What the exercise asks -> Please return, exactly and only, the lines beginning at the top of the entries below and ending with the line containing "target | man in green jacket"; keep out the pictures.

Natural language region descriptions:
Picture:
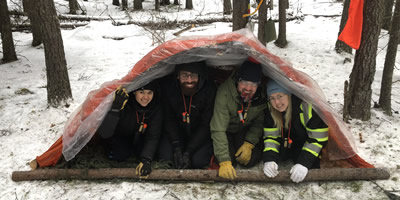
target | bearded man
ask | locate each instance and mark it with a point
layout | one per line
(237, 122)
(188, 101)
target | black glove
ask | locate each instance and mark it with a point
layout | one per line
(144, 168)
(186, 160)
(120, 99)
(178, 158)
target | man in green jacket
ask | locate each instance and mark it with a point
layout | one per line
(237, 122)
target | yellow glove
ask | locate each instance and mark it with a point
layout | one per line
(243, 155)
(226, 170)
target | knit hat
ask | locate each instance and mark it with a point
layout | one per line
(194, 67)
(274, 87)
(250, 71)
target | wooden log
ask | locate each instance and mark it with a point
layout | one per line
(330, 174)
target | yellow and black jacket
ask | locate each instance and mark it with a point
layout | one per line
(307, 132)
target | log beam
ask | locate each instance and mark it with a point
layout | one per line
(330, 174)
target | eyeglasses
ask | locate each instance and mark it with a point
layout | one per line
(278, 97)
(185, 76)
(248, 83)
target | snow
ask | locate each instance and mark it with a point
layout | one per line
(28, 126)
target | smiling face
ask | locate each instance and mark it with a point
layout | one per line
(247, 89)
(188, 79)
(279, 101)
(144, 97)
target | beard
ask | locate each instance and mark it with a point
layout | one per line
(189, 91)
(246, 96)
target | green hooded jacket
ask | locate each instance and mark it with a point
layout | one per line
(226, 118)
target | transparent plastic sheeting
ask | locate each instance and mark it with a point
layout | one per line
(230, 49)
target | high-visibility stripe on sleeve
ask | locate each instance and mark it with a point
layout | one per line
(313, 148)
(271, 149)
(271, 132)
(321, 135)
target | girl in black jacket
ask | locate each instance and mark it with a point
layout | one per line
(133, 126)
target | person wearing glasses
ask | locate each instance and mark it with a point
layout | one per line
(188, 101)
(237, 122)
(292, 130)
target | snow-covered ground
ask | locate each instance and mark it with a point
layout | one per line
(28, 126)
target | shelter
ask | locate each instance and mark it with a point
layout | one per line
(219, 51)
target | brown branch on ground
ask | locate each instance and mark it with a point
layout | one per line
(328, 174)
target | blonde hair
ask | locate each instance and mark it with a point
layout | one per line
(277, 116)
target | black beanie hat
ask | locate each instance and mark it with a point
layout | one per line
(250, 71)
(194, 67)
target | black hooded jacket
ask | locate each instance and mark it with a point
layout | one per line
(124, 125)
(188, 136)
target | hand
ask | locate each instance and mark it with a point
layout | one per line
(226, 170)
(243, 155)
(120, 98)
(298, 173)
(271, 169)
(143, 170)
(186, 160)
(178, 158)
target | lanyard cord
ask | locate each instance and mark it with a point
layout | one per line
(190, 103)
(137, 117)
(243, 116)
(290, 127)
(247, 109)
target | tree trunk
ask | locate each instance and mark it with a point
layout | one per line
(137, 5)
(124, 4)
(328, 174)
(387, 18)
(189, 4)
(240, 7)
(262, 20)
(58, 87)
(6, 34)
(157, 5)
(73, 6)
(227, 7)
(165, 2)
(30, 7)
(341, 46)
(281, 41)
(387, 76)
(362, 75)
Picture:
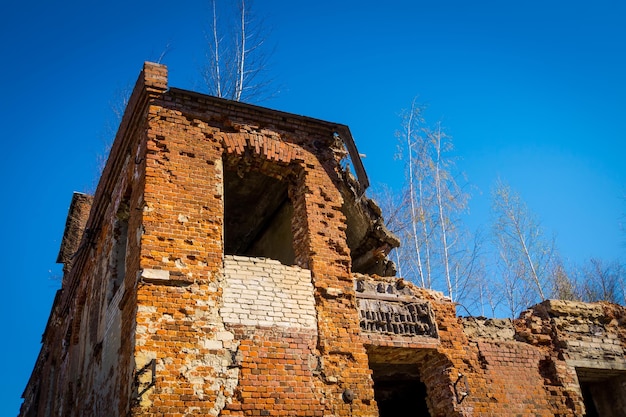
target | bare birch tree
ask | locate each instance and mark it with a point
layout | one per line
(434, 244)
(237, 56)
(523, 249)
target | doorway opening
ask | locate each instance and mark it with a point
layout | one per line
(603, 390)
(398, 390)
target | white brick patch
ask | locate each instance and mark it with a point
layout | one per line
(263, 292)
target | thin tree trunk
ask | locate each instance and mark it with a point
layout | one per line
(440, 206)
(409, 133)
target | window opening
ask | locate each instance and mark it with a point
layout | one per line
(120, 243)
(603, 390)
(257, 217)
(398, 390)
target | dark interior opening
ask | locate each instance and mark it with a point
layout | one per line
(590, 406)
(398, 390)
(603, 390)
(257, 217)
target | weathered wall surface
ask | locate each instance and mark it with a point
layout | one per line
(154, 319)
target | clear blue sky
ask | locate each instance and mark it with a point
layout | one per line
(533, 92)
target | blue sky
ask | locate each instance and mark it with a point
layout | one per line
(532, 92)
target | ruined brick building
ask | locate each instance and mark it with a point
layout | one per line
(229, 264)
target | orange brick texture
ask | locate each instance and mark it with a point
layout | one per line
(146, 322)
(186, 151)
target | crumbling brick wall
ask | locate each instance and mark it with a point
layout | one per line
(154, 318)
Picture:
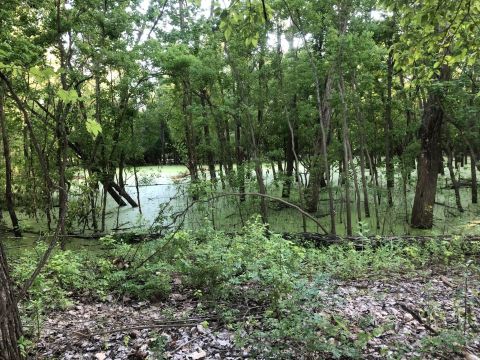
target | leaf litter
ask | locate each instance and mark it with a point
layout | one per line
(406, 310)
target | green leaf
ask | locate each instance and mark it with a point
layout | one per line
(228, 33)
(93, 127)
(67, 96)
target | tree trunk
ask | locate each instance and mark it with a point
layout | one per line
(388, 131)
(473, 169)
(8, 169)
(366, 206)
(429, 160)
(287, 184)
(10, 326)
(456, 187)
(346, 175)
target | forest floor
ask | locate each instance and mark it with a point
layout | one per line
(407, 310)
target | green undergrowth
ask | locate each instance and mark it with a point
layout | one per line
(279, 277)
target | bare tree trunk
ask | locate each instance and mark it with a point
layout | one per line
(430, 158)
(473, 169)
(454, 181)
(8, 169)
(375, 198)
(10, 326)
(388, 131)
(287, 184)
(366, 206)
(355, 183)
(346, 175)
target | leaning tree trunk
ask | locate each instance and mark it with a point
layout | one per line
(430, 159)
(389, 168)
(8, 170)
(10, 326)
(454, 181)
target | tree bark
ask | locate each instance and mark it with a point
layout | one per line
(10, 326)
(388, 131)
(430, 157)
(456, 187)
(8, 169)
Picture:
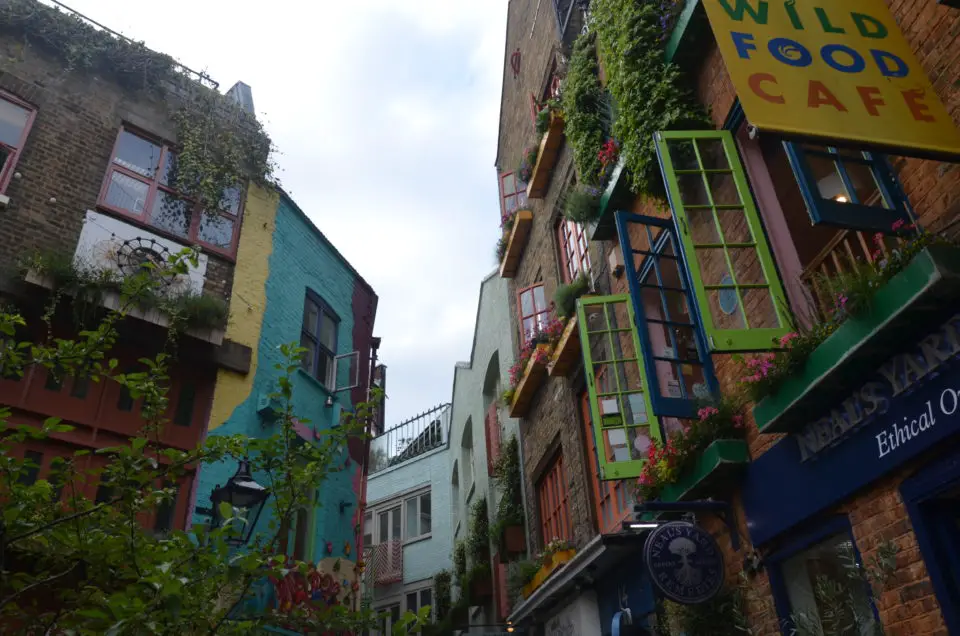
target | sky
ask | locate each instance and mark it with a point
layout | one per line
(385, 113)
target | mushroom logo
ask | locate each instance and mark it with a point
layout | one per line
(685, 548)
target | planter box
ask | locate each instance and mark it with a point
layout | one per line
(719, 464)
(530, 383)
(567, 353)
(519, 234)
(912, 304)
(546, 159)
(557, 559)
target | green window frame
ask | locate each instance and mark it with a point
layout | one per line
(741, 300)
(624, 423)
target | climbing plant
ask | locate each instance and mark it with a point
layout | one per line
(219, 145)
(650, 94)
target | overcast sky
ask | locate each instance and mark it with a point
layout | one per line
(385, 113)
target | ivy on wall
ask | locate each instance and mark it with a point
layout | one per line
(219, 145)
(651, 94)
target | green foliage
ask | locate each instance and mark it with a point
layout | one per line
(565, 298)
(219, 144)
(583, 109)
(75, 566)
(650, 94)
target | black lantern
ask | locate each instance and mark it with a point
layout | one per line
(244, 494)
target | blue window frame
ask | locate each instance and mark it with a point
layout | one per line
(318, 336)
(672, 341)
(794, 570)
(848, 188)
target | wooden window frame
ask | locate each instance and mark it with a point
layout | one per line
(9, 165)
(154, 186)
(552, 498)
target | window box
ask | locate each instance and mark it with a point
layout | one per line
(722, 461)
(566, 355)
(546, 159)
(519, 236)
(913, 303)
(529, 385)
(551, 564)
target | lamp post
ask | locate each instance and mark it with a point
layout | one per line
(244, 494)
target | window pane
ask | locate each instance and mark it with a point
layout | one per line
(126, 192)
(137, 154)
(216, 230)
(170, 214)
(13, 119)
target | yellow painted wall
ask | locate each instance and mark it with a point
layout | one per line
(248, 298)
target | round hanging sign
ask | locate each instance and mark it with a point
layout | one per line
(684, 562)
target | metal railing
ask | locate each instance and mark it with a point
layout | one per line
(414, 437)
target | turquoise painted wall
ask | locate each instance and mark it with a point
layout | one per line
(299, 259)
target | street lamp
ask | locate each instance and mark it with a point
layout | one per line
(244, 494)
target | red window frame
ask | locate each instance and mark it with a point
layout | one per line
(540, 314)
(10, 165)
(153, 187)
(574, 250)
(515, 196)
(552, 496)
(610, 498)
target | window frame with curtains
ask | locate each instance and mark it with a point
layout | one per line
(312, 341)
(539, 315)
(611, 499)
(156, 178)
(574, 247)
(8, 165)
(844, 208)
(553, 502)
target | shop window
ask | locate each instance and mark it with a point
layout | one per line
(319, 337)
(418, 516)
(16, 118)
(818, 585)
(552, 495)
(674, 350)
(139, 184)
(620, 409)
(738, 291)
(574, 250)
(611, 498)
(534, 312)
(847, 188)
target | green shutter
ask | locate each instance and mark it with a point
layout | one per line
(738, 291)
(617, 382)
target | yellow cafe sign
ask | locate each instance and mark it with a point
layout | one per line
(829, 69)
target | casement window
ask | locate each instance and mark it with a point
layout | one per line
(552, 495)
(574, 250)
(848, 188)
(513, 193)
(16, 118)
(612, 501)
(417, 510)
(319, 337)
(534, 312)
(139, 184)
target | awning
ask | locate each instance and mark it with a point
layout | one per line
(601, 554)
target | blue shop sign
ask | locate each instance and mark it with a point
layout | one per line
(685, 562)
(910, 405)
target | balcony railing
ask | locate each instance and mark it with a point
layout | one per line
(425, 432)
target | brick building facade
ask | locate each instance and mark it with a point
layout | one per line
(869, 505)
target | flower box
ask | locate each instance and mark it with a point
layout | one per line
(557, 559)
(519, 234)
(546, 159)
(567, 352)
(533, 376)
(910, 305)
(722, 461)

Result ->
Picture:
target | bearded man
ask | locate each instance and mark it with a point
layout | one per line
(237, 122)
(188, 101)
target | black glove
ask | locate each instance and mark it with a point
layout | one per line
(144, 168)
(186, 160)
(120, 99)
(178, 158)
target | man in green jacket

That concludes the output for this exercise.